What to do: Please rewrite the items below with "bounding box" replaced by "rectangle" and every other part left unchanged.

Dataset records:
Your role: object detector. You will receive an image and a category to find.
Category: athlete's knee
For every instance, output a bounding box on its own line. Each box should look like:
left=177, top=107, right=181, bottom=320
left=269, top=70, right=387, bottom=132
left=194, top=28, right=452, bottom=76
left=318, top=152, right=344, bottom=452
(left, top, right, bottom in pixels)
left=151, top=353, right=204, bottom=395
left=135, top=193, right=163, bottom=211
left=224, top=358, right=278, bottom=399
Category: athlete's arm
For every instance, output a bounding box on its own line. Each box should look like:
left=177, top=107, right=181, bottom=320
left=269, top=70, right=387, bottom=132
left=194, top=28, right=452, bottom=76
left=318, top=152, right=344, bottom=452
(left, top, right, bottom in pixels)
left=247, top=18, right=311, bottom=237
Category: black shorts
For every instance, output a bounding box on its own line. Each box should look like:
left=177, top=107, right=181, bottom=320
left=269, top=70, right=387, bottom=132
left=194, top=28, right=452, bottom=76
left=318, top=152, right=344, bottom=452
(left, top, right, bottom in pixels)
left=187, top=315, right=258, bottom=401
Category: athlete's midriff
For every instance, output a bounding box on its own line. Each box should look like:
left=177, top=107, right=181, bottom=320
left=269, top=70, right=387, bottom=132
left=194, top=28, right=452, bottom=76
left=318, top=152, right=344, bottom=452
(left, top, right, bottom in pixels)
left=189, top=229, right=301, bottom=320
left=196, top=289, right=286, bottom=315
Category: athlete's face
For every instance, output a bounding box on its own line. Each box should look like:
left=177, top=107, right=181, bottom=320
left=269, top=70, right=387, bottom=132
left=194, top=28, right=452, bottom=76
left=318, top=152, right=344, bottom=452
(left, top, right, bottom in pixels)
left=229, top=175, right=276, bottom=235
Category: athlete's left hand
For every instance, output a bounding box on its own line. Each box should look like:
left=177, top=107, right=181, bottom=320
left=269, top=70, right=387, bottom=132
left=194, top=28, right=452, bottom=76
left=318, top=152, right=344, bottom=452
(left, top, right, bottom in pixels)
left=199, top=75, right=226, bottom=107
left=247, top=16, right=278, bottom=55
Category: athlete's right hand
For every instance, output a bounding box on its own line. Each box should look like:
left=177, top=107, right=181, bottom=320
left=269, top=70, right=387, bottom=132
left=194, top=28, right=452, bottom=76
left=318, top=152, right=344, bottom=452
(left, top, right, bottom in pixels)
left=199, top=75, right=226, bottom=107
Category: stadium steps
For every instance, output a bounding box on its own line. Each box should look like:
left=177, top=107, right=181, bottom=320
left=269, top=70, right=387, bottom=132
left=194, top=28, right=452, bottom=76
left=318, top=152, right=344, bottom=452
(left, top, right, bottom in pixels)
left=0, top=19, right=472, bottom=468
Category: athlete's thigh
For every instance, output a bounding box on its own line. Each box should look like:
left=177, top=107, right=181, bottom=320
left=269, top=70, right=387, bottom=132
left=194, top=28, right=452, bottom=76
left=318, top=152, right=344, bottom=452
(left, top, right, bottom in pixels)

Exercise response:
Your role: object detector. You will receive an image and a category to find.
Category: athlete's knee
For every instance, output a rectangle on its own line. Each box should look like:
left=177, top=107, right=181, bottom=320
left=269, top=70, right=387, bottom=132
left=194, top=28, right=452, bottom=76
left=318, top=152, right=344, bottom=452
(left, top, right, bottom in pixels)
left=151, top=353, right=204, bottom=395
left=135, top=193, right=163, bottom=211
left=224, top=358, right=278, bottom=399
Category: athlete's arm
For every instance, output a rectangle on its own line. Each box should look like:
left=177, top=107, right=181, bottom=320
left=269, top=70, right=387, bottom=132
left=194, top=28, right=452, bottom=76
left=318, top=152, right=344, bottom=452
(left, top, right, bottom in pixels)
left=247, top=18, right=311, bottom=237
Category: black shorts
For every instance, output a rectangle on its own line. Each box should look like:
left=177, top=107, right=181, bottom=320
left=269, top=70, right=387, bottom=132
left=194, top=28, right=452, bottom=76
left=318, top=152, right=344, bottom=452
(left, top, right, bottom in pixels)
left=187, top=315, right=258, bottom=401
Category: athlete's midriff
For every instance, output a rectangle on its own line. Each box should look like:
left=177, top=107, right=181, bottom=320
left=269, top=70, right=387, bottom=132
left=194, top=28, right=452, bottom=76
left=318, top=152, right=344, bottom=452
(left, top, right, bottom in pixels)
left=189, top=229, right=301, bottom=320
left=196, top=289, right=286, bottom=315
Category: athlete's face
For every instance, output a rectangle on its own line. Each box should look like:
left=177, top=107, right=181, bottom=320
left=269, top=70, right=387, bottom=132
left=194, top=28, right=452, bottom=76
left=318, top=152, right=344, bottom=452
(left, top, right, bottom in pixels)
left=229, top=175, right=276, bottom=235
Category: athlete's left hand
For every instance, output a rectangle on its own line. Each box should look like:
left=177, top=107, right=181, bottom=320
left=269, top=70, right=387, bottom=132
left=194, top=28, right=452, bottom=76
left=318, top=152, right=344, bottom=452
(left, top, right, bottom in pixels)
left=199, top=75, right=226, bottom=107
left=247, top=16, right=278, bottom=55
Category: athlete's right hand
For every instance, output a rectangle on its own line. Each box should look like:
left=177, top=107, right=181, bottom=320
left=269, top=70, right=387, bottom=132
left=194, top=28, right=452, bottom=76
left=318, top=152, right=344, bottom=452
(left, top, right, bottom in pixels)
left=199, top=75, right=226, bottom=107
Category: stadium steps
For every instance, output a rectangle on its own line. Each box should look like:
left=177, top=107, right=181, bottom=320
left=269, top=70, right=387, bottom=132
left=194, top=28, right=452, bottom=76
left=318, top=152, right=344, bottom=452
(left, top, right, bottom in pixels)
left=0, top=19, right=472, bottom=468
Category: athlete's thigh
For every instance, output a rectangle on its own line. Each box should look like:
left=177, top=107, right=181, bottom=320
left=269, top=70, right=387, bottom=132
left=194, top=28, right=452, bottom=76
left=318, top=152, right=344, bottom=452
(left, top, right, bottom in pixels)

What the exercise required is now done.